> Required work
Set out the data as a Markdown table with the columns "Number" and "Entry," one numbered row per line and none for blank lines, starting at the line that contains "Find every instance of the wooden barre" and stopping after the line that contains "<point>267,202</point>". Leave the pictures out of the table.

/---

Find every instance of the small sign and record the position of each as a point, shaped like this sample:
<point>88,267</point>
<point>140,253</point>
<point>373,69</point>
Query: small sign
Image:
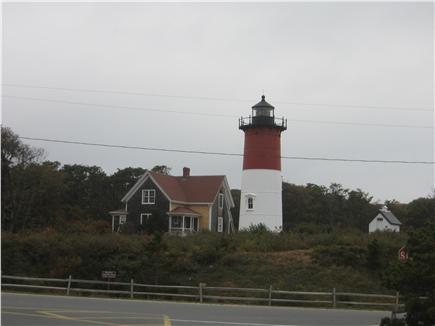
<point>108,274</point>
<point>403,254</point>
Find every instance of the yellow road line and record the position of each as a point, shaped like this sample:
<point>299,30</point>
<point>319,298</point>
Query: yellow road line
<point>61,317</point>
<point>23,314</point>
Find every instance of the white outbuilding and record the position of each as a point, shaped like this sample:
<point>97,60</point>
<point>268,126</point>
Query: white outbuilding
<point>385,221</point>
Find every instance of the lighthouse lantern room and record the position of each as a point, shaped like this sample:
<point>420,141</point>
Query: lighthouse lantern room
<point>261,198</point>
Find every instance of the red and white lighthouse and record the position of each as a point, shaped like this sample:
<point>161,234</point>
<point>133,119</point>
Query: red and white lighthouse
<point>261,195</point>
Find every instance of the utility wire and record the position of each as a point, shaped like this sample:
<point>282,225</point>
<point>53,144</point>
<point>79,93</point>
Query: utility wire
<point>222,153</point>
<point>216,114</point>
<point>347,106</point>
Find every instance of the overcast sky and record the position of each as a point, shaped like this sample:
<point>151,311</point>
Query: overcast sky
<point>350,54</point>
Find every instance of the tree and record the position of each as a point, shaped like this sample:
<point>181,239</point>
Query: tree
<point>420,211</point>
<point>86,192</point>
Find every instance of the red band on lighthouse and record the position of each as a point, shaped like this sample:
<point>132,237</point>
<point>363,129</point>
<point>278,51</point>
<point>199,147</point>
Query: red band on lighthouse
<point>262,149</point>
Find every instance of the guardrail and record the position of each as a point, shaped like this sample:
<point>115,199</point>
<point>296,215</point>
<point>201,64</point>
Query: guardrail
<point>203,293</point>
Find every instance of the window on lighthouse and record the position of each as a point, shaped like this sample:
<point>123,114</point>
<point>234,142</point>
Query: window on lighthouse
<point>250,203</point>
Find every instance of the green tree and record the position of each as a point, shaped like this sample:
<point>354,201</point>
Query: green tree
<point>415,278</point>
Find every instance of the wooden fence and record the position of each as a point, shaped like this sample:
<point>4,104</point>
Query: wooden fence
<point>203,293</point>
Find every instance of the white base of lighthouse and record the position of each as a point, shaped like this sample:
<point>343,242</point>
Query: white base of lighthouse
<point>265,189</point>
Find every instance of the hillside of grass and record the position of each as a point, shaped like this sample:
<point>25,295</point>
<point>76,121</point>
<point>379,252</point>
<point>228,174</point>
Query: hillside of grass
<point>308,259</point>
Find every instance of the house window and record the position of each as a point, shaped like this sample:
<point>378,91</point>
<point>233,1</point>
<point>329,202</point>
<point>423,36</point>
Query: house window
<point>220,224</point>
<point>250,202</point>
<point>221,200</point>
<point>148,196</point>
<point>144,217</point>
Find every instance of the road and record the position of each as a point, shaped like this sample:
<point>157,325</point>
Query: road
<point>46,310</point>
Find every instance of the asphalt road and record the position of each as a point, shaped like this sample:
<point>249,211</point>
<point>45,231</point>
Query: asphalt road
<point>46,310</point>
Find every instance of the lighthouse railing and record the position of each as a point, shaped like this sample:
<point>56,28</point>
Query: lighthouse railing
<point>263,120</point>
<point>127,287</point>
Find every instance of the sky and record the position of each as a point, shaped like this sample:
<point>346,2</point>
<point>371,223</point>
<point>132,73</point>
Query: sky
<point>178,76</point>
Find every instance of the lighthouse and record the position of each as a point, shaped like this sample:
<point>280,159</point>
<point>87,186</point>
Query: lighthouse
<point>261,193</point>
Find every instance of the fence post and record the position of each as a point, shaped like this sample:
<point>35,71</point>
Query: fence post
<point>334,298</point>
<point>69,285</point>
<point>131,288</point>
<point>270,295</point>
<point>201,288</point>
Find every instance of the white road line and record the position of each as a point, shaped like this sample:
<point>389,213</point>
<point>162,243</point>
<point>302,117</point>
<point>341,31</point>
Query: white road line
<point>227,322</point>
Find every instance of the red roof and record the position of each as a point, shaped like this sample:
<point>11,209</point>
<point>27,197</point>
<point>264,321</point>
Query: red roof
<point>183,210</point>
<point>193,189</point>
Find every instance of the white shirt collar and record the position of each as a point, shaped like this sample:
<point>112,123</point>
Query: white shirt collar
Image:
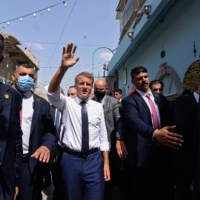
<point>196,96</point>
<point>78,100</point>
<point>27,94</point>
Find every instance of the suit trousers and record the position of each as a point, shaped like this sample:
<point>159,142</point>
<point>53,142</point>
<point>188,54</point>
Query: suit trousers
<point>82,176</point>
<point>31,185</point>
<point>5,192</point>
<point>112,187</point>
<point>182,186</point>
<point>149,183</point>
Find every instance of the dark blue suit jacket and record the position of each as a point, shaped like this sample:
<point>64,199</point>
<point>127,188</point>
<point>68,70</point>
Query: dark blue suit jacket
<point>185,114</point>
<point>10,137</point>
<point>43,130</point>
<point>142,149</point>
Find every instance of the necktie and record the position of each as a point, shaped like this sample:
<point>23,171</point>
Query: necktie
<point>154,113</point>
<point>85,131</point>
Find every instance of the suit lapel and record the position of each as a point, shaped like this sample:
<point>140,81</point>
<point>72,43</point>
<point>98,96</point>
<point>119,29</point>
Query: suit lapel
<point>36,107</point>
<point>157,100</point>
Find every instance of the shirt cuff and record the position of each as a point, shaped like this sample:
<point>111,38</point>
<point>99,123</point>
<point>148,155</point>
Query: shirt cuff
<point>104,146</point>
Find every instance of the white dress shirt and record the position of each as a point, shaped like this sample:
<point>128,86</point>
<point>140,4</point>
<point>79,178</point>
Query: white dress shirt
<point>147,102</point>
<point>72,123</point>
<point>27,114</point>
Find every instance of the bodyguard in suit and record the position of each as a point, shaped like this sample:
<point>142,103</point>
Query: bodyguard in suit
<point>10,139</point>
<point>115,130</point>
<point>38,134</point>
<point>148,139</point>
<point>186,113</point>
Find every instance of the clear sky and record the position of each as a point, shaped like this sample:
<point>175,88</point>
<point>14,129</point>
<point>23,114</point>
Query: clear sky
<point>89,24</point>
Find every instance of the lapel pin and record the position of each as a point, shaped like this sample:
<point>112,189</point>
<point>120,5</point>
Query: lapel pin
<point>6,96</point>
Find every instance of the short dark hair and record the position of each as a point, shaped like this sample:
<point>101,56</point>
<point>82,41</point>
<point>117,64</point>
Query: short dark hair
<point>2,45</point>
<point>156,82</point>
<point>118,90</point>
<point>85,74</point>
<point>138,70</point>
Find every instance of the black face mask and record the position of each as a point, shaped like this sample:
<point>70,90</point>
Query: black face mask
<point>99,95</point>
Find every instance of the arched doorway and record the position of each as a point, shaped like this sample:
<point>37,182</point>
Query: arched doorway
<point>191,76</point>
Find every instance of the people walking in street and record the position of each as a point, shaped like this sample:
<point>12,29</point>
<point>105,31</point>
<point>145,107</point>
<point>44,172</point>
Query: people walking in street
<point>114,126</point>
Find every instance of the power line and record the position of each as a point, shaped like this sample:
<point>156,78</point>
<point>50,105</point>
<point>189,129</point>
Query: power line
<point>34,13</point>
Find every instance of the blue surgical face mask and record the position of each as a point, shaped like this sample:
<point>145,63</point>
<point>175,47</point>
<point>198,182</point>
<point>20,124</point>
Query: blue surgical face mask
<point>25,83</point>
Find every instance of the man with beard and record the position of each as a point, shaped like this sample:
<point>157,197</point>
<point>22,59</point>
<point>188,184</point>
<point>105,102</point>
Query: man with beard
<point>38,134</point>
<point>187,114</point>
<point>10,139</point>
<point>148,139</point>
<point>115,130</point>
<point>84,153</point>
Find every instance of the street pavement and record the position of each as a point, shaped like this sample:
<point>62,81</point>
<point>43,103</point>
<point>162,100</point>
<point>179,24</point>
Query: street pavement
<point>47,193</point>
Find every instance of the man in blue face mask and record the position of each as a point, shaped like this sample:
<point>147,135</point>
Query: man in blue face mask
<point>38,134</point>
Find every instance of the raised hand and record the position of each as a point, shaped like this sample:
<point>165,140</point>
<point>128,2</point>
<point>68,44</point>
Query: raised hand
<point>68,56</point>
<point>42,153</point>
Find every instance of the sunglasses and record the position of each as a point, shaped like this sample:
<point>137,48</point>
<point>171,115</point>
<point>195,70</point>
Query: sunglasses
<point>72,94</point>
<point>155,89</point>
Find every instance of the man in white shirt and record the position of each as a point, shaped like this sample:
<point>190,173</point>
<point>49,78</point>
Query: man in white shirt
<point>72,92</point>
<point>84,135</point>
<point>185,159</point>
<point>38,134</point>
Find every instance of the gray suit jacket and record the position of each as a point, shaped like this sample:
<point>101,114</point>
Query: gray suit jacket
<point>113,119</point>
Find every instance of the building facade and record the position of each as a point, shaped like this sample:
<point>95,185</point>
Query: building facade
<point>13,56</point>
<point>164,37</point>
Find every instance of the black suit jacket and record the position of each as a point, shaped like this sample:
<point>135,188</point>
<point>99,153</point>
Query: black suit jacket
<point>43,130</point>
<point>185,114</point>
<point>196,158</point>
<point>113,120</point>
<point>10,137</point>
<point>143,151</point>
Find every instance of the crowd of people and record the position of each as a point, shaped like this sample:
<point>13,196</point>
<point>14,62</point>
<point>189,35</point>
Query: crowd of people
<point>143,145</point>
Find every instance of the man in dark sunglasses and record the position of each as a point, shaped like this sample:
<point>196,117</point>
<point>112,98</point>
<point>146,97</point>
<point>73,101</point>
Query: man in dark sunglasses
<point>157,86</point>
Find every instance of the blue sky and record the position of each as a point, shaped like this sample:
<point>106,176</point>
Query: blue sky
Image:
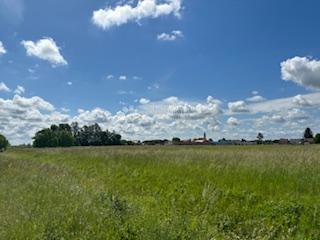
<point>157,68</point>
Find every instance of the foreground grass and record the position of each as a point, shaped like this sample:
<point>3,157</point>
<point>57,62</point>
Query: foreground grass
<point>260,192</point>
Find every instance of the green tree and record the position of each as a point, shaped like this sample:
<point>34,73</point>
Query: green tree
<point>4,143</point>
<point>65,139</point>
<point>46,138</point>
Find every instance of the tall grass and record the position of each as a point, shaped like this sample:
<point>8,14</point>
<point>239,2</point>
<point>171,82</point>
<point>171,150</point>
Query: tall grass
<point>258,192</point>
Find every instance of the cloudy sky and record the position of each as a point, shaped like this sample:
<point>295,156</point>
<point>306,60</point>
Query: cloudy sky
<point>161,68</point>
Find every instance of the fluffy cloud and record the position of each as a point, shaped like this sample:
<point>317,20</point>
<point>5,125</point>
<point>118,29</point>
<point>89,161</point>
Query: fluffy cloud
<point>2,49</point>
<point>283,104</point>
<point>301,101</point>
<point>19,90</point>
<point>123,78</point>
<point>233,121</point>
<point>238,107</point>
<point>21,117</point>
<point>144,101</point>
<point>109,17</point>
<point>4,88</point>
<point>256,98</point>
<point>174,35</point>
<point>303,71</point>
<point>45,49</point>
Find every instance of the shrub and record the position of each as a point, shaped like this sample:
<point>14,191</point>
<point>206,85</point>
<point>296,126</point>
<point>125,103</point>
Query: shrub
<point>3,143</point>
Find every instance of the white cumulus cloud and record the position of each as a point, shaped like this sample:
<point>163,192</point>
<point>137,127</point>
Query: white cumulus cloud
<point>233,121</point>
<point>45,49</point>
<point>4,88</point>
<point>172,36</point>
<point>144,101</point>
<point>19,90</point>
<point>303,71</point>
<point>109,17</point>
<point>238,107</point>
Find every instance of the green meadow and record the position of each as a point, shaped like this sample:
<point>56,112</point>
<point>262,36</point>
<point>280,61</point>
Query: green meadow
<point>210,192</point>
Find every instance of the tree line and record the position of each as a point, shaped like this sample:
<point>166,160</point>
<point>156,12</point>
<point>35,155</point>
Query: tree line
<point>65,135</point>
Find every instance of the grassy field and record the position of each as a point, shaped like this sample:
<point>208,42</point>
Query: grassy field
<point>258,192</point>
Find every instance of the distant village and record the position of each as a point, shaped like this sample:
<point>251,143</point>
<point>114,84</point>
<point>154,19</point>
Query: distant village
<point>305,140</point>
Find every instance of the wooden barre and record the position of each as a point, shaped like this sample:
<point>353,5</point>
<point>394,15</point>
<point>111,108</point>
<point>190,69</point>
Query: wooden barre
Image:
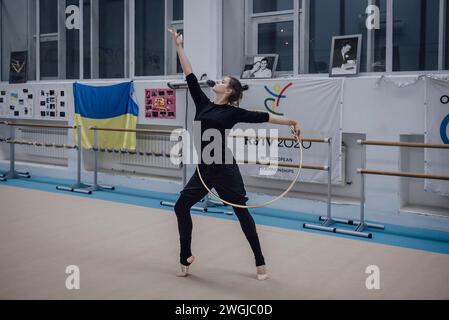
<point>39,144</point>
<point>285,165</point>
<point>133,130</point>
<point>38,125</point>
<point>403,174</point>
<point>279,138</point>
<point>403,144</point>
<point>134,152</point>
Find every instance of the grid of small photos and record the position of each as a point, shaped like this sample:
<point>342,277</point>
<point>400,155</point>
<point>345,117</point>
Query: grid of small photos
<point>16,103</point>
<point>52,104</point>
<point>160,103</point>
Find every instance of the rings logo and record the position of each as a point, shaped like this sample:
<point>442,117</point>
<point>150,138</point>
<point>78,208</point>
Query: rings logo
<point>278,94</point>
<point>445,122</point>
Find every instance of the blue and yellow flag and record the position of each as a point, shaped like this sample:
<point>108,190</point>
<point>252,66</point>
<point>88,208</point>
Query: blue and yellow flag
<point>110,107</point>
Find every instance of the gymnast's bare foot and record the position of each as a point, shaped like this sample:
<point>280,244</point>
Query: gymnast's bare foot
<point>185,269</point>
<point>262,272</point>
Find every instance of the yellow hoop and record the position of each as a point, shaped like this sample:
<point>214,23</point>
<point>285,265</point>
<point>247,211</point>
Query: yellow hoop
<point>262,204</point>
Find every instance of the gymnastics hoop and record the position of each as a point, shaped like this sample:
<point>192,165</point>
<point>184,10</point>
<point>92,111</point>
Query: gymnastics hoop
<point>267,202</point>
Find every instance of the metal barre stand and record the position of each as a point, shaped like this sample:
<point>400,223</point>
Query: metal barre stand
<point>77,187</point>
<point>328,221</point>
<point>12,173</point>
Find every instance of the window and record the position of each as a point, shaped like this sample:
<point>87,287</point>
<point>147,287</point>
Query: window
<point>109,48</point>
<point>175,17</point>
<point>446,35</point>
<point>149,37</point>
<point>272,31</point>
<point>345,17</point>
<point>260,6</point>
<point>17,33</point>
<point>72,48</point>
<point>48,39</point>
<point>415,35</point>
<point>277,37</point>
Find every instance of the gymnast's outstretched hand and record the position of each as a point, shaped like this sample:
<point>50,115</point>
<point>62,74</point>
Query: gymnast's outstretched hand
<point>177,37</point>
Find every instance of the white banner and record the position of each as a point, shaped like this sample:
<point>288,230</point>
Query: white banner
<point>437,131</point>
<point>317,106</point>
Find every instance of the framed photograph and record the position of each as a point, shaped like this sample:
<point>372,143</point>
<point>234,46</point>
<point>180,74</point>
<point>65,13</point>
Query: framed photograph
<point>345,55</point>
<point>18,67</point>
<point>261,66</point>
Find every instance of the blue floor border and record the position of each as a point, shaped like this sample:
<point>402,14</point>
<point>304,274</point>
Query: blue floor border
<point>393,235</point>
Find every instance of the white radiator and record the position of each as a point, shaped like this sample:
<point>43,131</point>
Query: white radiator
<point>44,135</point>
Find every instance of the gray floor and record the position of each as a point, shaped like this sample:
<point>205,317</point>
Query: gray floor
<point>130,252</point>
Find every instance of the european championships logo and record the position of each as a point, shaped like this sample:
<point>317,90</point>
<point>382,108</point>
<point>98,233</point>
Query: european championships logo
<point>277,93</point>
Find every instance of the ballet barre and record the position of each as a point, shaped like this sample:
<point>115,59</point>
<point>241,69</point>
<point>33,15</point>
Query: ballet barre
<point>12,141</point>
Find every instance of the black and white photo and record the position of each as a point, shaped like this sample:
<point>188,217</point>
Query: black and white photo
<point>345,55</point>
<point>260,66</point>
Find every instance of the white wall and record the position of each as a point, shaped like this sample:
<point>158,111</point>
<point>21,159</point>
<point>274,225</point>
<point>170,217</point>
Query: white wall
<point>369,110</point>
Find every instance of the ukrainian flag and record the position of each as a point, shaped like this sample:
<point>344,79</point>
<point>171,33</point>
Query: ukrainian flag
<point>106,106</point>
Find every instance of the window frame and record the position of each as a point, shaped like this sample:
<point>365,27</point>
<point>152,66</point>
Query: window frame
<point>300,15</point>
<point>252,21</point>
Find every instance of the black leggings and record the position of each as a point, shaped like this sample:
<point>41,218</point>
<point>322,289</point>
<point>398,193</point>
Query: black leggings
<point>228,182</point>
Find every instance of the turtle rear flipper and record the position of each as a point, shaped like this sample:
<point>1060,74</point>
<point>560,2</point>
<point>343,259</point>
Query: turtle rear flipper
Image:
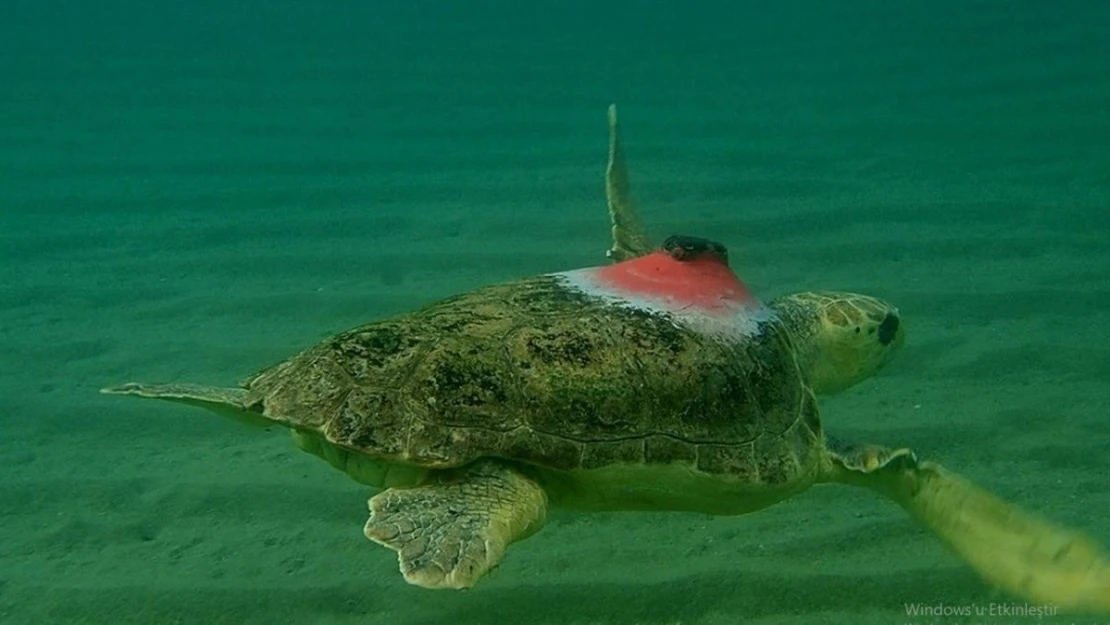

\---

> Answer below
| Number | Entry |
|---|---|
| 1 | Find every instance of the wooden barre and record the position of each as a point, shaped like this sample: |
| 2 | <point>353,5</point> |
| 3 | <point>394,15</point> |
| 4 | <point>111,108</point> |
| 5 | <point>190,69</point> |
| 6 | Query: wooden barre |
| 7 | Image: |
| 8 | <point>39,144</point> |
| 9 | <point>285,165</point> |
| 10 | <point>133,130</point> |
| 11 | <point>38,125</point> |
| 12 | <point>403,174</point> |
| 13 | <point>279,138</point> |
| 14 | <point>403,144</point> |
| 15 | <point>134,152</point> |
| 16 | Find every instance of the grid of small photos and record the position of each as a point, shaped like this sample: |
| 17 | <point>342,277</point> |
| 18 | <point>400,155</point> |
| 19 | <point>345,117</point> |
| 20 | Query: grid of small photos |
| 21 | <point>16,103</point> |
| 22 | <point>52,104</point> |
| 23 | <point>160,103</point> |
| 24 | Find every instance of the rings logo and record the position of each as a point, shaped like this sample: |
| 25 | <point>442,117</point> |
| 26 | <point>150,138</point> |
| 27 | <point>78,208</point> |
| 28 | Query: rings logo |
| 29 | <point>278,94</point> |
| 30 | <point>445,122</point> |
| 31 | Find every instance of the blue and yellow flag and record the position of each as a point, shaped like this sample: |
| 32 | <point>108,190</point> |
| 33 | <point>252,66</point> |
| 34 | <point>88,208</point> |
| 35 | Query: blue and yellow flag |
| 36 | <point>110,107</point> |
| 37 | Find every instance of the gymnast's bare foot and record the position of each as a point, shaped like this sample: |
| 38 | <point>280,244</point> |
| 39 | Query: gymnast's bare foot |
| 40 | <point>185,269</point> |
| 41 | <point>262,272</point> |
| 42 | Find every instance of the yellow hoop and record the position of each as a point, shaped like this sample: |
| 43 | <point>214,23</point> |
| 44 | <point>285,265</point> |
| 45 | <point>247,211</point> |
| 46 | Query: yellow hoop |
| 47 | <point>262,204</point> |
| 48 | Find every instance of the gymnastics hoop and record the position of each as a point, shaped like this sample: |
| 49 | <point>192,165</point> |
| 50 | <point>184,10</point> |
| 51 | <point>92,111</point> |
| 52 | Query: gymnastics hoop |
| 53 | <point>267,202</point> |